• Try it: Search the listing below for the line containing "Mark every instance of the thin". From there through the line containing "Mark every instance of the chipmunk's tail", transcribe every line exactly, both ends included.

• Extracted material:
=======

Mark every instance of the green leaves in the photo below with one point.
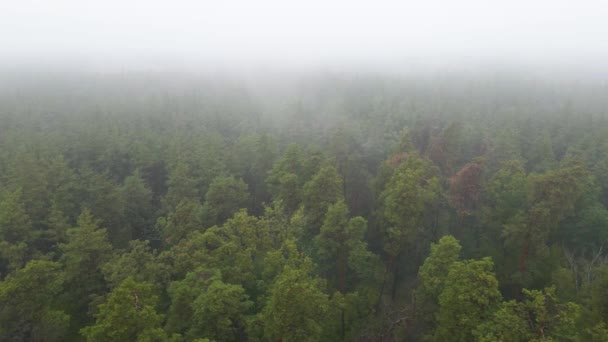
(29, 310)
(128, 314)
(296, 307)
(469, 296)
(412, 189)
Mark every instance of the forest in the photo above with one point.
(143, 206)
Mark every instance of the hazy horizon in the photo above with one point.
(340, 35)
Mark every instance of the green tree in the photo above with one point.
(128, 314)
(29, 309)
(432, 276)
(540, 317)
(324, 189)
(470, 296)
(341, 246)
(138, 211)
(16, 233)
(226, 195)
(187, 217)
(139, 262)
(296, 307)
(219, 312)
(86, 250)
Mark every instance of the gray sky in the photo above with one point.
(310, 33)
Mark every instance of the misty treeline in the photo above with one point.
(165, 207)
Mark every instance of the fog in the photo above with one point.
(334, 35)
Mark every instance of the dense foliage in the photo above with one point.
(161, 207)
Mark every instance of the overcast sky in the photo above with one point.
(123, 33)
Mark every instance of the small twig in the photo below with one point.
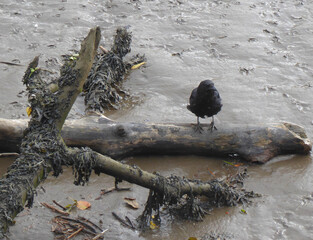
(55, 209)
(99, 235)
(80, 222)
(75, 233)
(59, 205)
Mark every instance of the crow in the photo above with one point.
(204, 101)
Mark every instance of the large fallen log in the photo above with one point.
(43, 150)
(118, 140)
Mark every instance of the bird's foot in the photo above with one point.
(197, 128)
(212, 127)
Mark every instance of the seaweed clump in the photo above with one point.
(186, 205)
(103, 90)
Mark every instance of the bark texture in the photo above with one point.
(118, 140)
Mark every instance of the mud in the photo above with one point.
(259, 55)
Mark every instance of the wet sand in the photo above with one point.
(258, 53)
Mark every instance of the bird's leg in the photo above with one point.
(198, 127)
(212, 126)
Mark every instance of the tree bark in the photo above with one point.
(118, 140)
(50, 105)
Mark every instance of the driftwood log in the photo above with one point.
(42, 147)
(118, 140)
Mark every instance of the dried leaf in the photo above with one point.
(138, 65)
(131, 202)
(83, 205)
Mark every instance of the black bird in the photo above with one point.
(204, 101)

=======

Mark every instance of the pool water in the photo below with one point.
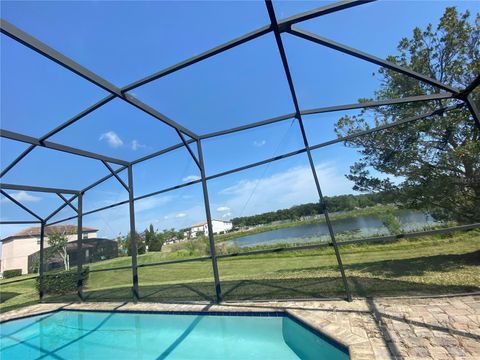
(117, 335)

=======

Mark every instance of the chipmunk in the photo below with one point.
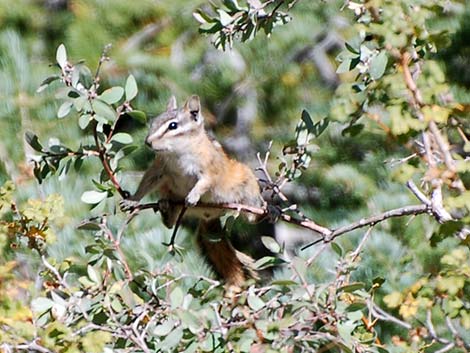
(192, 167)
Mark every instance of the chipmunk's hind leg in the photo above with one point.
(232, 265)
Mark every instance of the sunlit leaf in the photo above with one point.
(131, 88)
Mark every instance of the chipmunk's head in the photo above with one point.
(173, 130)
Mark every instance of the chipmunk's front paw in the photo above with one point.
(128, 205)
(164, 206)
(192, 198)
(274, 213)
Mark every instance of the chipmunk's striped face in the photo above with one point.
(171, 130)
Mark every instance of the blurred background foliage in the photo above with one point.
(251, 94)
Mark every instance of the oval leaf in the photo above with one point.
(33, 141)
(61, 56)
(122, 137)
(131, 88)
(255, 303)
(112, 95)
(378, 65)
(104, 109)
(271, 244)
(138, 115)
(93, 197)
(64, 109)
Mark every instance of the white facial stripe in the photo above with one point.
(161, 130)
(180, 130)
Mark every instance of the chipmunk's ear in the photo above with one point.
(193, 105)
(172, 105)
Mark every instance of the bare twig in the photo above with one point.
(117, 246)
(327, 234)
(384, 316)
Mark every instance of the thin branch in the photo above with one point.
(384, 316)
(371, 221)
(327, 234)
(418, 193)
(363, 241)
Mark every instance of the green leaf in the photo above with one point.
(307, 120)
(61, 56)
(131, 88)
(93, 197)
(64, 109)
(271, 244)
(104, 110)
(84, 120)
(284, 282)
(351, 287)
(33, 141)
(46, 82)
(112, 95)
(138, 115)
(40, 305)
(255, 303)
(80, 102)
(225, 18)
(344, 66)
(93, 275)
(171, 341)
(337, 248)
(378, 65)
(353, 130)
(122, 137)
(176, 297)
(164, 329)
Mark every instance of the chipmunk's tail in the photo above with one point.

=======

• Finished task:
Mark every instance of the thin branch in the photo above with one point.
(384, 316)
(371, 221)
(327, 234)
(418, 193)
(363, 241)
Mark every instance of the green leaf in the photo above with one point.
(307, 120)
(61, 56)
(131, 88)
(93, 197)
(64, 109)
(271, 244)
(104, 110)
(84, 120)
(284, 282)
(351, 287)
(33, 141)
(46, 82)
(112, 95)
(138, 115)
(40, 305)
(255, 303)
(80, 102)
(225, 18)
(344, 66)
(93, 275)
(171, 341)
(337, 248)
(378, 65)
(353, 130)
(122, 137)
(176, 297)
(164, 329)
Mark every instance of the chipmunk's tail in the photo above with one point.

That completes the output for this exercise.